Task prompt:
Copy all of the records exactly.

[Records excerpted from a collection]
- Opening Delimiter -
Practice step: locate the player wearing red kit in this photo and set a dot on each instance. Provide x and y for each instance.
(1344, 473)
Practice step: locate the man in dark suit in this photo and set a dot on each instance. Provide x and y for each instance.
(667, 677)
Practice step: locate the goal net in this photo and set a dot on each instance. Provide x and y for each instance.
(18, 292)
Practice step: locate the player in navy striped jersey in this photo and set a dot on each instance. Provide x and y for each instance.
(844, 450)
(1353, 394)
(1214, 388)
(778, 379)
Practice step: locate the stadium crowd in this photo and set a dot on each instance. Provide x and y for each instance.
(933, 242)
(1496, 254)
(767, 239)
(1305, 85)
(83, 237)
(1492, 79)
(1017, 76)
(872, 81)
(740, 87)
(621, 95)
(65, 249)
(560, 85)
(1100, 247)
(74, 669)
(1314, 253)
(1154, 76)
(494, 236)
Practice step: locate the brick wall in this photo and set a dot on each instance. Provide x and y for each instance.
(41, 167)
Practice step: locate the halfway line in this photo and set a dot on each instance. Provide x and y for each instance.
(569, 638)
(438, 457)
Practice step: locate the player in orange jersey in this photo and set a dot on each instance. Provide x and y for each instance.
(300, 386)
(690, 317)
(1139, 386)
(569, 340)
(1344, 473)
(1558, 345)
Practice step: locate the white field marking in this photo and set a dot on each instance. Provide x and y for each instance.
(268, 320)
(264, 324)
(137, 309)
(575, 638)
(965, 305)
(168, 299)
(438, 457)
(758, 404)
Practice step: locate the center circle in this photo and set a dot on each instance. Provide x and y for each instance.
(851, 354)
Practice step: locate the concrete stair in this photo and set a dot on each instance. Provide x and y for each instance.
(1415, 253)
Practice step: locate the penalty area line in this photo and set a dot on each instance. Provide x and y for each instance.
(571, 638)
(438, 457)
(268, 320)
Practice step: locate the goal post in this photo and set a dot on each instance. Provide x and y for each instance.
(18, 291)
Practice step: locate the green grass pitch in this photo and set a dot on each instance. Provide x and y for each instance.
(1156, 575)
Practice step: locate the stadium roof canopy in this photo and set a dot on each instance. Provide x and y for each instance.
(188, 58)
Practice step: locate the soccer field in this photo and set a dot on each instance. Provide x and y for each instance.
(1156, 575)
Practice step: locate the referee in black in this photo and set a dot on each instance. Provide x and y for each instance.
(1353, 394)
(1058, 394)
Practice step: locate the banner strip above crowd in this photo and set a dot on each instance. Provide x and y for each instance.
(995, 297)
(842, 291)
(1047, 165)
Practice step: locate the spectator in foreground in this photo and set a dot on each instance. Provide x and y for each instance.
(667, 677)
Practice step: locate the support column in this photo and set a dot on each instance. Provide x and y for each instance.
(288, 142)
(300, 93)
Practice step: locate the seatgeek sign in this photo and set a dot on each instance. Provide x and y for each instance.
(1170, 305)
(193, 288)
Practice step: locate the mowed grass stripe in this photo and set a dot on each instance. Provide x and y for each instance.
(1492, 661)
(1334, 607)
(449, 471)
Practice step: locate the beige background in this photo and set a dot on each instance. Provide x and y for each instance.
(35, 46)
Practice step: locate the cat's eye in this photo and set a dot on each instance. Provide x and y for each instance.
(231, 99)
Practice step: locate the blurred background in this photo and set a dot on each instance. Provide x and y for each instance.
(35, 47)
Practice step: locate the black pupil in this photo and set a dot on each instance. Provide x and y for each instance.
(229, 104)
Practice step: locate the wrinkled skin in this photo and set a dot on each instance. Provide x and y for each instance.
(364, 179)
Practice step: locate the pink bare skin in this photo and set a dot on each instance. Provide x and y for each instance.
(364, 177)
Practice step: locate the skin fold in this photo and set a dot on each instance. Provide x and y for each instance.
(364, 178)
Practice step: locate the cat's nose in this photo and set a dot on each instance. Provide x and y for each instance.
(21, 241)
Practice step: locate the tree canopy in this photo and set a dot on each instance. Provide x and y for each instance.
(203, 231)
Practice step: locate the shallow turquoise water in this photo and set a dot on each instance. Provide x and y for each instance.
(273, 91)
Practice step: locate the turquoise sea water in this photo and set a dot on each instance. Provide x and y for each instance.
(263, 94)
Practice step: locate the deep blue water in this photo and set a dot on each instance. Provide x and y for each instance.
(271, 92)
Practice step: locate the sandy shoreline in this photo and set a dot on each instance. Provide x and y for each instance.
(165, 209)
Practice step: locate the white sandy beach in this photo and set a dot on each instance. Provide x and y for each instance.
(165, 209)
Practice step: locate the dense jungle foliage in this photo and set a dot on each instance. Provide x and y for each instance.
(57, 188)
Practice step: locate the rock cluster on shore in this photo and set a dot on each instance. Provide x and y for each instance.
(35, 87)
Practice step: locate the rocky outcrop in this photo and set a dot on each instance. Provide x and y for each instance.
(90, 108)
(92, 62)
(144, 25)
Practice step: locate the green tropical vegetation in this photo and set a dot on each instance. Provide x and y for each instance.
- Closing Delimiter -
Final answer:
Practice step: locate the player wearing red kit in this photo and set a dot on each instance. Provide x and y for each instance.
(1344, 473)
Practice step: locate the man in dark suit in this photo and set a dot on each instance. Provide x and y for each instance.
(667, 677)
Practice step: locate the goal net in this photo and set a dot on each instance. Provide x and y for each instance.
(18, 292)
Practice step: locate the player in navy striped jersey in this photo and set a dot on each instance. Provide x and y for each instance.
(844, 450)
(1353, 394)
(1214, 388)
(778, 379)
Practice step: locate the stadium crowd in this photo and set a dot on each instance. Provide x and y for each instance.
(933, 242)
(1496, 254)
(767, 239)
(1305, 85)
(83, 237)
(1492, 79)
(1017, 76)
(872, 81)
(740, 87)
(621, 95)
(65, 249)
(560, 85)
(1100, 247)
(74, 669)
(1314, 253)
(1154, 76)
(494, 236)
Practice step: locate the brick wall in this photo and set a dot on each instance. Provide x and y for each instance.
(41, 167)
Practice step: locate the halfway line in this photo and set a dot on each instance. Provide x and y for each instance.
(569, 638)
(438, 457)
Practice step: locate the player in orange jersey in this photo and set a dot on each instance. Provide x and y for each instance.
(300, 386)
(690, 317)
(1139, 386)
(569, 340)
(1344, 473)
(1558, 345)
Practice step: locate the white field marking in this photo and set a dot on each instance. Provide x and y for each instance.
(268, 320)
(264, 324)
(137, 309)
(575, 638)
(965, 305)
(168, 299)
(438, 457)
(758, 404)
Practice step: locate the center circle in this photo and set a dot on each instance. Provide x and y for each instance.
(851, 354)
Practice step: locate the concrete stair in this photo and set a dot on each instance. Provide x and y for each instance.
(1415, 253)
Practice step: locate the penalty area line in this photo and set a dot on each instance. Provide x and y for each instance.
(571, 638)
(438, 457)
(268, 320)
Practice step: locate the goal post in this photo and set a dot on each instance. Provide x and y for each instance.
(18, 291)
Practice step: locate the green grass pitch in this photo and set a dot on each instance. Provide x and y for each instance.
(1156, 575)
Practice step: locate the stadium roof canopy in this photo and set a dot on each instance. Provide x and y for each instance.
(188, 58)
Practice step: locate the soccer field in this photo and set a dot on each instance. Provide x and y for each instance.
(1156, 575)
Practice step: locate the referee in black in this photo and set a dot on each instance. Provide x and y for each instance.
(1353, 394)
(1058, 394)
Practice step: locate the banner strip above crowd in this photo and set a dot on each instance. Provide x and y for each instance.
(995, 297)
(842, 291)
(1047, 165)
Practice step: locate the spectator in foreground in this photo and set a dot on each instance. Provide x and y for each instance.
(667, 677)
Practice step: locate the support column in this photo and set a dot on each instance. Provide x and y for each instance.
(288, 142)
(300, 93)
Practice step: locate the seatgeek sign in this photo and set a dot on each instance. Provide x and y for each instance.
(1170, 305)
(193, 288)
Practice step: locate the mowed grass stripe in this photo and set a dot on each instance. Provide x and y for each instance.
(1492, 661)
(1334, 607)
(449, 471)
Practice step: locate the beige background in this photo and set a dot on each instance. Provide x and y for each instance.
(35, 46)
Practice step: locate the cat's eye in this photo and set a dot on each instance. Provide x and y for each instance.
(231, 99)
Practice step: locate the blurred background in this photo and set a dot on each instance. Provide x and y for each instance.
(35, 47)
Practice step: locate the black pupil in this photo and set a dot on each instance. Provide x and y for each instance.
(229, 104)
Practice step: locate the wrinkled skin in this photo and set a dot on each instance. Provide x and y for each instance.
(364, 179)
Practice step: locate the pink bare skin in this photo and set a dot on each instance. Provide x and y for each instance.
(364, 177)
Practice step: locate the skin fold in this photo and set a dot on each instance. Provide x and y for each instance.
(364, 178)
Practice step: locate the cat's nose in this photo and set a dot on each instance. Provide x and y for each instance.
(21, 241)
Practice step: locate the tree canopy in this photo and set a dot on each instance. Provide x and y for each instance.
(203, 231)
Practice step: locate the shallow turquoise water in this photo and set a dot on each instance. Provide x and y for each instance.
(273, 91)
Practice step: locate the turquoise sea water in this photo and set a dot on each instance. Provide x and y for each instance.
(263, 94)
Practice step: locate the deep blue water in this photo and set a dot on each instance. Provide x and y for each instance.
(271, 92)
Practice step: locate the sandy shoreline in this photo and set a dot on each instance. Provide x and y for each instance.
(165, 209)
Practice step: locate the white sandy beach in this photo and set a dot on each instance. Provide x and y for each instance.
(165, 209)
Practice step: locate the dense jungle foliage in this photo and set a dot on each instance. Provide x and y for each instance.
(57, 188)
Practice step: locate the rock cluster on shore in this photo and set a dot on each instance. Provide x and y for each instance.
(35, 87)
Practice step: locate the rocky outcrop in this photo and set a dot on each instance. Provide x and y for each instance.
(90, 108)
(92, 62)
(144, 25)
Practice step: locate the green tropical vegetation in this photo and set a dot on each instance. Provide x and y for each instance.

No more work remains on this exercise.